A Strategy for NuGen to Move Ahead at Moorside
The first thing NuGen needs is a new investment plan. The project needs money and a lots of it it. At an estimated “overnight cost” $5,000/Kw, the 3,450 MW of power could cost approximately $17 billion. That doesn’t include all the extras like substantially beefing up the regional grid to deliver power to customers.
Frankly, the South Koreans, as interested as they are in the project, are not going to do two things. First, they are not going to be investors. Second, they don’t have a reactor design that has cleared the UK’s Generic Design Approval (GDA) process which means any EPC contractor hired for the job has to build AP1000s which do have GDA signoff.
The only set of deep pockets left in the UK is the government itself. If the government can be convinced to guarantee the rates for the plant, then that guarantee can be the basis for government issued bonds for the project. Backed by the full faith and credit of the UK government, the bonds will get a good rating for acquisition by institutional investors.
Finally, because the government would be setting a rate case to support the bonds, it needs to be sure that there will not be efforts to meddle in this arrangement by anti-nuclear states in the European Union like Austria. That country has already tried to torpedo the Hinkley Point project, composed of three Areva 1650 MW EPRs, and may take another bite at the apple with Moorside.
The circuit breaker in this scenario is BREXIT. Brexit is a commonly used term for the United Kingdom’s intention to withdraw from the European Union (EU) fol;owing the 2016 referendum vote to leave. The UK government started the withdrawal process on March 28,2017, putting the country on course to leave the EU by April 2019.
The original date for the investment decision in NuGen’s Moorside project was December 2018. Waiting another four months to see BREXIT complete would allow the rate case and the bonds to float free of interference from the EU.
This is necessarily a conceptual scenario and there are lots of details, and reasons, that might make it impossible to carry out. That said, this is the kind of swing for the fences thinking that NuGen is going to need to bring the project home.
UK Business Secretary in South Korea Over NuGen
(NucNet)(WNN): UK business secretary Greg Clark visited Seoul this week in a bid to salvage plans to build three Westinghouse Generation III+ AP1000 nuclear reactor units at Moorside in Cumbria, northwest England.

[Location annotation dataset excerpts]
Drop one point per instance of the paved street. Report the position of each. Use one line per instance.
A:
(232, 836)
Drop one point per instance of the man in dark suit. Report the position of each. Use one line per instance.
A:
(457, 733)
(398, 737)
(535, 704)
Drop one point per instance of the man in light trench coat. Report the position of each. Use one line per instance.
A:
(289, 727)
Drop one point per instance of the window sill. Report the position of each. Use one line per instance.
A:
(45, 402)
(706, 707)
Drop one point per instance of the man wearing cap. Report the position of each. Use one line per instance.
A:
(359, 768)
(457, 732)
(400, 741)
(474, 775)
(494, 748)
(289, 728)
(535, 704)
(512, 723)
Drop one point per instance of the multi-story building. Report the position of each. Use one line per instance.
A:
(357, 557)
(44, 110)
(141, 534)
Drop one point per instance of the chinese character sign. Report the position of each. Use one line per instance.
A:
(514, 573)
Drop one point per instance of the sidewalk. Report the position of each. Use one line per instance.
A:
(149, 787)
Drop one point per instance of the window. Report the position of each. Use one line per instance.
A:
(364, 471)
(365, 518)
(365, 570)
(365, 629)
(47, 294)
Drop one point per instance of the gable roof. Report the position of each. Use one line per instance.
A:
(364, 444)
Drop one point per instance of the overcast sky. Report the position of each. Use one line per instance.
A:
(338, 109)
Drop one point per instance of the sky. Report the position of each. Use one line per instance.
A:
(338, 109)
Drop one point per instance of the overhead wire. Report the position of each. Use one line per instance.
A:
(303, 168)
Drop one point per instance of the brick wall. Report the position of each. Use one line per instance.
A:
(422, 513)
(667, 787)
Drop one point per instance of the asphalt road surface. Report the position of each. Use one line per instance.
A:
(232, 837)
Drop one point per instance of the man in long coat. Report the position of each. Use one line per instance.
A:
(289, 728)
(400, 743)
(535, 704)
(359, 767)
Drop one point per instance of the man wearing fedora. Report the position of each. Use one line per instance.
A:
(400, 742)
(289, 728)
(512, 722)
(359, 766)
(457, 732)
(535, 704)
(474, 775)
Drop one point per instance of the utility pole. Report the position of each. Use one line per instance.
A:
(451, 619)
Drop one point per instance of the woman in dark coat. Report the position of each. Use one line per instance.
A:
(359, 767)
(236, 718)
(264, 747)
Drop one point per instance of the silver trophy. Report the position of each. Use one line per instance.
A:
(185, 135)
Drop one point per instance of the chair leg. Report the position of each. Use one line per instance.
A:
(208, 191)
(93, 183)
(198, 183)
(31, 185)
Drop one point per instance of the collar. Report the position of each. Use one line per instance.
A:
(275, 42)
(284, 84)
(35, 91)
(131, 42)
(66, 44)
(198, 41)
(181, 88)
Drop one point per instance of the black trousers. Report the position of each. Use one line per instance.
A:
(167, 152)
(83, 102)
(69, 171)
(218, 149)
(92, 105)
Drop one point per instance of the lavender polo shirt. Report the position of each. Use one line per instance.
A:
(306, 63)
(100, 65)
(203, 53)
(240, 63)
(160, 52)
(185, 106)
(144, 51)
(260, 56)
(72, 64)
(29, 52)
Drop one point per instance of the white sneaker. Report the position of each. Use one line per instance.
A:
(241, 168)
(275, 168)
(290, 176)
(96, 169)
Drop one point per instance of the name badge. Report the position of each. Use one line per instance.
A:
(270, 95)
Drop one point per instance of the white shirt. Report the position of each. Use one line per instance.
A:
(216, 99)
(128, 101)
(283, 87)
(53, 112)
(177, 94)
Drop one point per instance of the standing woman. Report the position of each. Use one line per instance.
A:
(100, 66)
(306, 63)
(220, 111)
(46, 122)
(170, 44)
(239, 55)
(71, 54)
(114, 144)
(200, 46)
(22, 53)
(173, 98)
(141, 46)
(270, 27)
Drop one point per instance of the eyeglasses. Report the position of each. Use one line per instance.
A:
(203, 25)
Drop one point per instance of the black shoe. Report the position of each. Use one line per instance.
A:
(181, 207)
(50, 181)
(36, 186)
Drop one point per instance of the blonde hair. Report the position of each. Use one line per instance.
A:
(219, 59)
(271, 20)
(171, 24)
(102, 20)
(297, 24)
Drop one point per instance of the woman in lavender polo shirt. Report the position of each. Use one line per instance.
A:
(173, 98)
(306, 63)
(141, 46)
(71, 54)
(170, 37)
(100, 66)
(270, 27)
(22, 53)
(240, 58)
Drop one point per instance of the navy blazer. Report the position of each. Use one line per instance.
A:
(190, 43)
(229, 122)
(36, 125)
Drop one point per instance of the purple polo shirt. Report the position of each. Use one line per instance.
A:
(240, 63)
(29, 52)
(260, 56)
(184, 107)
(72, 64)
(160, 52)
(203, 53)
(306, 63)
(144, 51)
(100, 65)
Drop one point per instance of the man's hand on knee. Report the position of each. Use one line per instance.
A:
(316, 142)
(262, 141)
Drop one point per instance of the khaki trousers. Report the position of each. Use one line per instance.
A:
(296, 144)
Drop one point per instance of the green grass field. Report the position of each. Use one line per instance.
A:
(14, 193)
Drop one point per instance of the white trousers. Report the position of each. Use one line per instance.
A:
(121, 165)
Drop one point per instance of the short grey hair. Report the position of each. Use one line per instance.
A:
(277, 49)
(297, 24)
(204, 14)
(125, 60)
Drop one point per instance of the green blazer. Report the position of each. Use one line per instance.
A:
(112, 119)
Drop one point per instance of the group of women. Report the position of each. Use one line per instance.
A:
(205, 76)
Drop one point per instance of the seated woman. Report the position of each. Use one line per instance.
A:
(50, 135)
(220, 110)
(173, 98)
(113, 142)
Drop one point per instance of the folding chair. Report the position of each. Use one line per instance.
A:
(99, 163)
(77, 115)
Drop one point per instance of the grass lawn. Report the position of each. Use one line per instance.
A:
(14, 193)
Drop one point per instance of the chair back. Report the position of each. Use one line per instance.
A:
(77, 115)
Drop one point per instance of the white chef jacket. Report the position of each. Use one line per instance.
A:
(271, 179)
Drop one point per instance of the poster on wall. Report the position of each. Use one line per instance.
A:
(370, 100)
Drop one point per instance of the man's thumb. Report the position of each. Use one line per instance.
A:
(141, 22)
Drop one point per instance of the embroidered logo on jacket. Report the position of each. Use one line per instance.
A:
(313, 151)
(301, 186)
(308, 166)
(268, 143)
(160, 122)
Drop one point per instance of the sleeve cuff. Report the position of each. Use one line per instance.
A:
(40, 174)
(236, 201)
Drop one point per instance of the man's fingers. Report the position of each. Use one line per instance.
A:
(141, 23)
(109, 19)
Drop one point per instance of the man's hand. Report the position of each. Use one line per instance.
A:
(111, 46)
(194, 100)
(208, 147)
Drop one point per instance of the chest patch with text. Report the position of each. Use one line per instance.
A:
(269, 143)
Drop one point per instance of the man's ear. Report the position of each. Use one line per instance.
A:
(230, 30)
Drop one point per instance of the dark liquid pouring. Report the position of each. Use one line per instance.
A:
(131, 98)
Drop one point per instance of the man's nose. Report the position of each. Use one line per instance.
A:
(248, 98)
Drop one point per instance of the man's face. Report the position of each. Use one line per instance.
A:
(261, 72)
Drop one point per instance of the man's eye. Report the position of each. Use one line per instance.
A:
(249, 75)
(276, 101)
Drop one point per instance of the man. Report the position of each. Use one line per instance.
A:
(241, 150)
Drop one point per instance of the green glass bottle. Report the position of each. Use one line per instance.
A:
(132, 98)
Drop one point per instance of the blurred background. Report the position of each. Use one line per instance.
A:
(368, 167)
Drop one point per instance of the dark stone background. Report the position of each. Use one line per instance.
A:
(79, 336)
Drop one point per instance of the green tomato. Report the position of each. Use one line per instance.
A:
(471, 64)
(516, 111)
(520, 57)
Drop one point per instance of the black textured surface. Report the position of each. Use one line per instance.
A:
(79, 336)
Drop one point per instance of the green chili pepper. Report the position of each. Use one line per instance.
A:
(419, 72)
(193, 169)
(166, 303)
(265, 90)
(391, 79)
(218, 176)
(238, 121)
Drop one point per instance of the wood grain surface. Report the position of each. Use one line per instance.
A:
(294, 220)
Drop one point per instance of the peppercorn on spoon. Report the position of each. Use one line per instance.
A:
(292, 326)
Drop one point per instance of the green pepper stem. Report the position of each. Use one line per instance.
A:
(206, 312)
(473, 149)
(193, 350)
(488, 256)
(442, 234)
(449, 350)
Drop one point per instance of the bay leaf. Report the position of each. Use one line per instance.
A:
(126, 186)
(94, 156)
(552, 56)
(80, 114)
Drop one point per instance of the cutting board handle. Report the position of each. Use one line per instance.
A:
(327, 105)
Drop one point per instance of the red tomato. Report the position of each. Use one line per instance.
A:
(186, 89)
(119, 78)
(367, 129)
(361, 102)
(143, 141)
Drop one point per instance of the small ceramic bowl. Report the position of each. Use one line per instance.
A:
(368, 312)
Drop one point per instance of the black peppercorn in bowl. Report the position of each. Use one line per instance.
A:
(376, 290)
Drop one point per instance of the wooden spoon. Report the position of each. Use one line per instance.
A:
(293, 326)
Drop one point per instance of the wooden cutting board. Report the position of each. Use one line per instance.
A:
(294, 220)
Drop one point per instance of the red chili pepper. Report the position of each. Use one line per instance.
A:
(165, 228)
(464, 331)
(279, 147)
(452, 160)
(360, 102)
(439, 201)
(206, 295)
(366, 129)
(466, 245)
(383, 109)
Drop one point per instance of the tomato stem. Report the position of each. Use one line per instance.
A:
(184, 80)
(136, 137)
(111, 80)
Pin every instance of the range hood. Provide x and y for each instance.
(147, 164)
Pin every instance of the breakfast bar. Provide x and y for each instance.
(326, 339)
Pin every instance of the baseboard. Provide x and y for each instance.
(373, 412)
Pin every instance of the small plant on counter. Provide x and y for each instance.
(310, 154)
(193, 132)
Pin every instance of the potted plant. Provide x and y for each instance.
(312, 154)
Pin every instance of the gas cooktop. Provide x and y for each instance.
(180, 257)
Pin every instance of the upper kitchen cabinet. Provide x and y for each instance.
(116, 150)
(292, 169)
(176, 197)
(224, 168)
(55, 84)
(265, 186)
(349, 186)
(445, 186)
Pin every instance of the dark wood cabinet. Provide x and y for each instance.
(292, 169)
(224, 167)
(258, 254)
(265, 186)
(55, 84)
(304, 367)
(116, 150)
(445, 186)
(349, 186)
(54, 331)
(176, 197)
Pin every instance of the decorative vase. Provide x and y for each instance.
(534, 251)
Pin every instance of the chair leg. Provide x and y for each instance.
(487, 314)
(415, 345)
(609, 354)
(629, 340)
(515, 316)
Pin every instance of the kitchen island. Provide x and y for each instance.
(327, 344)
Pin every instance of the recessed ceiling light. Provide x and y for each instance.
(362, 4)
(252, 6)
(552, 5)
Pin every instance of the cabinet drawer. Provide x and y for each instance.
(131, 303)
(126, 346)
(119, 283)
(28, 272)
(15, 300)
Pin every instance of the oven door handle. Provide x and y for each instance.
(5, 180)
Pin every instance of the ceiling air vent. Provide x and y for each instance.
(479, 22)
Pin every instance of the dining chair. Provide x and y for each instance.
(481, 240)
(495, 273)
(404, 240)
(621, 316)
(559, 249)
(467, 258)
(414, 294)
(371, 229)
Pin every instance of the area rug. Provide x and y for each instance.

Requests.
A – According to the Moorside strategy piece, why would any EPC contractor hired for the job have to build AP1000s?
B – Locate every line of the rows that contains the string "stem".

Solutions in order.
A – The South Koreans don't have a reactor design that has cleared the UK's Generic Design Approval (GDA) process. AP1000s do have GDA signoff, so they are the design any EPC contractor would have to build.

B –
Drop one point per instance of the green pepper stem. Report the position of each. Use one line per instance.
Drop one point per instance of the tomato stem. Report the position of each. Use one line per instance.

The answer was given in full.